Instructions to follow: Reproduce the listing below, substituting "exercise" for every occurrence of "practice" and keeping all other text unchanged.

-- begin Working data --

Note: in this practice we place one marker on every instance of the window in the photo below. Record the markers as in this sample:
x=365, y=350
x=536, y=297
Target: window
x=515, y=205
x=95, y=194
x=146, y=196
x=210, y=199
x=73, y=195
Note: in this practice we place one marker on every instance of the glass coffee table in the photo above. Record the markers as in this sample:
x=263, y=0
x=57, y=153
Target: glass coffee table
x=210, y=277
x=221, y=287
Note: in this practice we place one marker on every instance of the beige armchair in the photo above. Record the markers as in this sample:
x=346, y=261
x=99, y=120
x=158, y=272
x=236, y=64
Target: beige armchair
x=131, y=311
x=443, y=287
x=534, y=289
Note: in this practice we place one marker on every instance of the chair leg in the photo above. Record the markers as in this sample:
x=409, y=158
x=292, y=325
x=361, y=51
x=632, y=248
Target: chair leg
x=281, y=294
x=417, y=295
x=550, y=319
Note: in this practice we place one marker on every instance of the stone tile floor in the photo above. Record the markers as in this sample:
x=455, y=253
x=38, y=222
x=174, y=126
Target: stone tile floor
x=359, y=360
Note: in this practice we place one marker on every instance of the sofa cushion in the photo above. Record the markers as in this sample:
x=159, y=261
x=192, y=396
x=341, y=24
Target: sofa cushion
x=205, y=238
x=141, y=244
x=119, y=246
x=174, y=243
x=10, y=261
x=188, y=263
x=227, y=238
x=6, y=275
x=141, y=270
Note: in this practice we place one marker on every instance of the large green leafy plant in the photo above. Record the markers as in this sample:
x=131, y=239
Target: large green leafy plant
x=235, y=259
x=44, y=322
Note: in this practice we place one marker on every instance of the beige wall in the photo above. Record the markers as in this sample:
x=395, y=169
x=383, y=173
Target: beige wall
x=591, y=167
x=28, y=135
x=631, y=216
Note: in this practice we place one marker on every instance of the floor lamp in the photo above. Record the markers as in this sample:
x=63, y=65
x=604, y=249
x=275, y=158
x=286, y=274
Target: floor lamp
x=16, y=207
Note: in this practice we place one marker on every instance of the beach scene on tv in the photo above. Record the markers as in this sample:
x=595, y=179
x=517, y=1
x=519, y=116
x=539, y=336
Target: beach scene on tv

-- end Working data --

Written answer:
Note: in this exercise we place one marker on every instance of the window in the photo below. Record the markers as in this sample:
x=365, y=350
x=536, y=297
Target: window
x=515, y=205
x=95, y=194
x=146, y=196
x=210, y=199
x=73, y=195
Note: in this exercise we place one marker on every instance of the glass coffee table in the photo above. Record the markers as in this sample:
x=263, y=0
x=57, y=153
Target: glass coffee table
x=210, y=277
x=221, y=287
Note: in this exercise we place one marker on every instance of the beige armchair in the photo above. Record the markers as in this sample:
x=346, y=261
x=99, y=120
x=158, y=272
x=236, y=64
Target: beige armchair
x=131, y=311
x=443, y=287
x=534, y=289
Note: in this exercise we place one marker on every instance of the chair leg in the photo above. Record the markers as in this sample:
x=409, y=158
x=292, y=325
x=361, y=51
x=632, y=248
Target: chair leg
x=281, y=294
x=417, y=295
x=550, y=319
Note: in this exercise we place one marker on every instance of the stone tile floor in the photo above. Record the markers as in this sample:
x=455, y=253
x=38, y=222
x=174, y=126
Target: stone tile floor
x=359, y=360
Note: in this exercise we place one marker on every instance of the sofa cushion in the photo above. Record the markers as in this sample:
x=159, y=261
x=192, y=396
x=341, y=24
Target: sofa cushion
x=205, y=238
x=141, y=244
x=119, y=246
x=174, y=243
x=10, y=261
x=188, y=263
x=227, y=238
x=6, y=275
x=141, y=270
Note: in this exercise we place one marker on every instance of the large green leafy plant in the photo above. Record the markers as in this sample:
x=131, y=239
Target: large green leafy plant
x=235, y=259
x=44, y=322
Note: in this exercise we place one marker on every instance of the beige wall in the photo above. Record the markers as in this sample:
x=395, y=169
x=383, y=173
Target: beige wall
x=591, y=167
x=28, y=135
x=631, y=216
Note: in this exercise we place one marker on every instance of the floor lamp in the photo above. Record the markers as in this sample:
x=63, y=65
x=604, y=249
x=275, y=158
x=286, y=274
Target: floor lamp
x=16, y=207
Note: in this exercise we place one marker on every instance of the beach scene on tv in the photo above. Record the markers as in this sample:
x=595, y=179
x=517, y=1
x=519, y=116
x=539, y=336
Target: beach scene on tv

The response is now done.